10. A message packet transfer method for effecting the transfer of message packets in a system comprising a plurality of switching nodes interconnected by communication links to define at least one cyclical packet transfer path having a predetermined diameter, the switching nodes transferring message packets each from a respective one of the switching nodes as a respective source switching node to a respective one of the switching nodes as a respective destination switching node, the method comprising the steps of:

A. establishing a number of buffers, the number being a function of the predetermined diameter; and
B. receiving message packets from at least one other of said switching nodes during a message transfer operation, buffering the received message packets in said buffers, and transferring ones of said message packets for which the at least one of said switching nodes is not the destination switching node to at least a second other of said switching nodes, thereby to ensure that deadlock does not occur during the message transfer operation.

11. A message packet transfer method as defined in claim 10 in which, in said at least one switching node, one of said buffers is enabled to operate as a destination buffer to buffer message packets received by said at least one of said switching nodes as a destination switching node.
________________________
Description of the task :: Could you retype the patent claims on message packet transfer between switching nodes in full, word for word?
________________________
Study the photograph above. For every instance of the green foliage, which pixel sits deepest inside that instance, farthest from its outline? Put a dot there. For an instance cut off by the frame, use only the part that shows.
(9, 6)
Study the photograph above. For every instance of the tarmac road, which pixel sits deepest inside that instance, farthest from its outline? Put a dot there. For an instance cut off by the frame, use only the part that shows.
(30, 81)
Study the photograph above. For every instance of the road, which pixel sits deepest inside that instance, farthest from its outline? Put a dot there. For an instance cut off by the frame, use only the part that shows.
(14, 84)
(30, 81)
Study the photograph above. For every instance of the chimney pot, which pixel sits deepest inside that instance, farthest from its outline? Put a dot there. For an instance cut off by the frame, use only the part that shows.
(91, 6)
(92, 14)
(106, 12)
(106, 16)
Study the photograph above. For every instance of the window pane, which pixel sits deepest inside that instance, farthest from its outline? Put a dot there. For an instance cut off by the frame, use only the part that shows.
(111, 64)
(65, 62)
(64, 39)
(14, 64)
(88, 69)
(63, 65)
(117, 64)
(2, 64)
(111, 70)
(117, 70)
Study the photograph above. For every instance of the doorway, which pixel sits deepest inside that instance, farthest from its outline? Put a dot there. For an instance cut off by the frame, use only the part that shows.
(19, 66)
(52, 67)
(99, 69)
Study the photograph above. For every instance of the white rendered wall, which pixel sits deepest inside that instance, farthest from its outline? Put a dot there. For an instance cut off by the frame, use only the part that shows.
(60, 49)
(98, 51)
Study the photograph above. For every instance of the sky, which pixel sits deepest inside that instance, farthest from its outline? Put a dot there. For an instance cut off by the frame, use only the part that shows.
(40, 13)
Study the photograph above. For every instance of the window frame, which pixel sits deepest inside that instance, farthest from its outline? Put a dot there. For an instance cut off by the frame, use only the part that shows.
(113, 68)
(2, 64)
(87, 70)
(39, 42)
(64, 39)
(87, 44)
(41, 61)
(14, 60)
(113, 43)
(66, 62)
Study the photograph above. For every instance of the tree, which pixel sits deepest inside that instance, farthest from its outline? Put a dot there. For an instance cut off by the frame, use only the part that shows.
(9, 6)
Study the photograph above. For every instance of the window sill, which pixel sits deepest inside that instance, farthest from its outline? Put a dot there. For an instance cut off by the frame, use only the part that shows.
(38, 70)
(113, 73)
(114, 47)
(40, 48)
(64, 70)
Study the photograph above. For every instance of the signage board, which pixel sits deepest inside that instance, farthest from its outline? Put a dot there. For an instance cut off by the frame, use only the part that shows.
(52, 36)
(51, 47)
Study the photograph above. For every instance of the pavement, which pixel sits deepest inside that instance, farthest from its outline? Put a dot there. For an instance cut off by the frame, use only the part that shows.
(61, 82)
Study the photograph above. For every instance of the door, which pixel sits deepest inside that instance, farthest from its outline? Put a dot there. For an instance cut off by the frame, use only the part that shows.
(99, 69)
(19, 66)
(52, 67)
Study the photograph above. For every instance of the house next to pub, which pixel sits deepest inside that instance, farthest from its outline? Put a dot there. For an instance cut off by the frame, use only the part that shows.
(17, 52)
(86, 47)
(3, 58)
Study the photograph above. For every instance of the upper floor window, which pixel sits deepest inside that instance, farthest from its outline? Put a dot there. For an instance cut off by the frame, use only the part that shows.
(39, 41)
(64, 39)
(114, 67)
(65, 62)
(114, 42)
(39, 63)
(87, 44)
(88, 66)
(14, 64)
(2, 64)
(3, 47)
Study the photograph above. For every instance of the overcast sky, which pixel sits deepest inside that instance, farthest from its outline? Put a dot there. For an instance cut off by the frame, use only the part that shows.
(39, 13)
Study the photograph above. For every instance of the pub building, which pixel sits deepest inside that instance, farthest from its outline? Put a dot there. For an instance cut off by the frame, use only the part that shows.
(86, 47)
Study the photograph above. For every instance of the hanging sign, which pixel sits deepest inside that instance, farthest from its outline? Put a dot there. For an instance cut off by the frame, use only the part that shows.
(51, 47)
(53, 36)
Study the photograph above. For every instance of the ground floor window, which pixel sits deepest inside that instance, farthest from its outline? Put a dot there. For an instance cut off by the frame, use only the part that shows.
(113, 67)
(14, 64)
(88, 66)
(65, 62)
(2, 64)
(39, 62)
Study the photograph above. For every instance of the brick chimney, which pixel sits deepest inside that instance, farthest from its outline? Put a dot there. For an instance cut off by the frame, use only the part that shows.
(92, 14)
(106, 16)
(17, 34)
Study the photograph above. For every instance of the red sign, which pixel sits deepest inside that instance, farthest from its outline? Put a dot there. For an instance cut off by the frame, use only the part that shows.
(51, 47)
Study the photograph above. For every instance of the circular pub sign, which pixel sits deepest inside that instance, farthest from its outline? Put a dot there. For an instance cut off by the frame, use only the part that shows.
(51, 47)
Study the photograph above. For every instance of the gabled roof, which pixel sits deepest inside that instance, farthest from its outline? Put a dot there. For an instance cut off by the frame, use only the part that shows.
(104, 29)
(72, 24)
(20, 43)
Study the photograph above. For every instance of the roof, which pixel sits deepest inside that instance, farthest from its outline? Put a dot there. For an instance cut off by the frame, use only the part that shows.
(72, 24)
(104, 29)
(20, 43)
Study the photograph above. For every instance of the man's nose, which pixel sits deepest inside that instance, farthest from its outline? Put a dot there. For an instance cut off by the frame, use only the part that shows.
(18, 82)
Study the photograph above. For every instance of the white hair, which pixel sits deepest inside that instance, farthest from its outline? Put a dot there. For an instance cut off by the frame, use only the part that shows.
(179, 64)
________________________
Written answer ::
10. A message packet transfer method for effecting the transfer of message packets in a system comprising a plurality of switching nodes interconnected by communication links to define at least one cyclical packet transfer path having a predetermined diameter, the switching nodes transferring message packets each from a respective one of the switching nodes as a respective source switching node to a respective one of the switching nodes as a respective destination switching node, the method comprising the steps of:

A. establishing a number of buffers, the number being a function of the predetermined diameter; and
B. receiving message packets from at least one other of said switching nodes during a message transfer operation, buffering the received message packets in said buffers, and transferring ones of said message packets for which the at least one of said switching nodes is not the destination switching node to at least a second other of said switching nodes, thereby to ensure that deadlock does not occur during the message transfer operation.

11. A message packet transfer method as defined in claim 10 in which, in said at least one switching node, one of said buffers is enabled to operate as a destination buffer to buffer message packets received by said at least one of said switching nodes as a destination switching node.